◆ Exercise description:
Look below for the line containing "Annotation task — tag each instance of the yellow". Output it and each remaining line of the entries exactly, and nothing else.
-- START Dataset entries --
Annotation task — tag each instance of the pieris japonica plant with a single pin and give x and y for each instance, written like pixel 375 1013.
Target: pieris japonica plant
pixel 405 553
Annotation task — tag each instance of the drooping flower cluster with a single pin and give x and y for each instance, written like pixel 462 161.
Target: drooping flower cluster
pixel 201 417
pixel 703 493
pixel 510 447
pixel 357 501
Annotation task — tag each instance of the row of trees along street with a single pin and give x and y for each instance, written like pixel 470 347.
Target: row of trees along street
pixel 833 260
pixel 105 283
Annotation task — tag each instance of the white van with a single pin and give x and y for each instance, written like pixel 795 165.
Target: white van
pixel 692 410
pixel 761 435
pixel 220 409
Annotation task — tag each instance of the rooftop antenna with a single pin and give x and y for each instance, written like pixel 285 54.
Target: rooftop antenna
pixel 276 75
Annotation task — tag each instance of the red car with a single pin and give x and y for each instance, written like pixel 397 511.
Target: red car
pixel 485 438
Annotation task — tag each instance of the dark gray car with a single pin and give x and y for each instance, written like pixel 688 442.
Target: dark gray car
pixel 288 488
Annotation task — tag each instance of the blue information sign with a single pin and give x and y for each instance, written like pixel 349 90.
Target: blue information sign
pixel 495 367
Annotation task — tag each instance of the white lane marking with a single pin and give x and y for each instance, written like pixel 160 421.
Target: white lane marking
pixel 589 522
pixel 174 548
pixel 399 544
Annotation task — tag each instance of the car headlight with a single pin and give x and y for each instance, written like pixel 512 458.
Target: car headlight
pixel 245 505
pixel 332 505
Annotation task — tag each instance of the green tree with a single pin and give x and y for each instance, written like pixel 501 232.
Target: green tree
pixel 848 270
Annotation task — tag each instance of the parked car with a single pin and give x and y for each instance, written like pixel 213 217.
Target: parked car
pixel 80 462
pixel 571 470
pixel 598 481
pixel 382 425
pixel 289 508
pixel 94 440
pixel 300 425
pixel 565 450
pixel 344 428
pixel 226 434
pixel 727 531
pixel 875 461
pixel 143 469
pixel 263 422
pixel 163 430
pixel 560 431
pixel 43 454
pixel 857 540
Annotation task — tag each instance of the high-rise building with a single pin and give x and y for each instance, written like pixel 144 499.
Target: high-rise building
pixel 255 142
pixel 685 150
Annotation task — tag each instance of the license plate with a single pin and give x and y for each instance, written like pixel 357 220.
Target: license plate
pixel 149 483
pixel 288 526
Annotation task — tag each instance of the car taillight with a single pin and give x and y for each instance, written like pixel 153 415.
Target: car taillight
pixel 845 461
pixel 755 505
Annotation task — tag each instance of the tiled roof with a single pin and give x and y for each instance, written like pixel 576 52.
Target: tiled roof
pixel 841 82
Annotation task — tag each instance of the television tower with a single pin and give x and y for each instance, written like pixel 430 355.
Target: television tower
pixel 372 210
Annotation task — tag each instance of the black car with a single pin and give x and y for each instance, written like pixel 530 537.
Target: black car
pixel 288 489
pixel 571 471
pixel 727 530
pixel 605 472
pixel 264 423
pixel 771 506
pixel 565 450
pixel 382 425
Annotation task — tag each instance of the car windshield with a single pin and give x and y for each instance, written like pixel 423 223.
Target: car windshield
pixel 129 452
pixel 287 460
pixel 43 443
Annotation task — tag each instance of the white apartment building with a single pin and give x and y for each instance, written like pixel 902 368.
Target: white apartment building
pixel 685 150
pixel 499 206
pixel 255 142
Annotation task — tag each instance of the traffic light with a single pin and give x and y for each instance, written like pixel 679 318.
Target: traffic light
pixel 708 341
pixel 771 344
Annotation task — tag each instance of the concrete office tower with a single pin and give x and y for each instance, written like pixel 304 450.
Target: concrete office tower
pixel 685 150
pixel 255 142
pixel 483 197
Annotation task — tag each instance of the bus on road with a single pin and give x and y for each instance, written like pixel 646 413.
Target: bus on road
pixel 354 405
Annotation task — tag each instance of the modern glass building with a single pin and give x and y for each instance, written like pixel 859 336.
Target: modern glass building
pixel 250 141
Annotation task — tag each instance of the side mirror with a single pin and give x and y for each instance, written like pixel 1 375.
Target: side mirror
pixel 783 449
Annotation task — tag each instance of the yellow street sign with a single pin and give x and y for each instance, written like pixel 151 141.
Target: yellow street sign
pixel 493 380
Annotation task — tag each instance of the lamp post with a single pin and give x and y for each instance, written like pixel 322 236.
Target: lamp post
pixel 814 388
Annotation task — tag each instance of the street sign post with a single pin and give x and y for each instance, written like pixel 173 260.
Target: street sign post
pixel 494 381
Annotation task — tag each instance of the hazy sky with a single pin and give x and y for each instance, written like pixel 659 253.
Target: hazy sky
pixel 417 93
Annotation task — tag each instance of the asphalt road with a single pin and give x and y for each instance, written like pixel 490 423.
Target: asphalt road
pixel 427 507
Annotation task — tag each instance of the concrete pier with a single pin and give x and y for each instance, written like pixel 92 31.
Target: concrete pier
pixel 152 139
-- END Dataset entries --
◆ Result of the exercise:
Annotation task — tag each instance of the yellow street sign with a single pin and give x and y for each instance, written like pixel 151 141.
Target: yellow street sign
pixel 493 380
Annotation task — tag each instance of the lamp post with a single pin and give x and y for each instance, written like pixel 322 236.
Target: lamp post
pixel 814 388
Annotation task — tag each instance of the street sign post with a single pin and give x and y for each instance, written like pixel 173 260.
Target: street sign post
pixel 494 381
Annotation task — tag each instance of the hazy sky with a single pin and give x and y for each instance, written like pixel 659 253.
Target: hazy sky
pixel 417 93
Annotation task — tag each instance of the asphalt road with a single pin and give x and y for each instance, written like pixel 490 423.
Target: asphalt road
pixel 427 507
Annotation task — tag each instance of the concrete pier with a single pin and give x and y for each instance, written like pixel 92 31.
Target: concrete pier
pixel 152 139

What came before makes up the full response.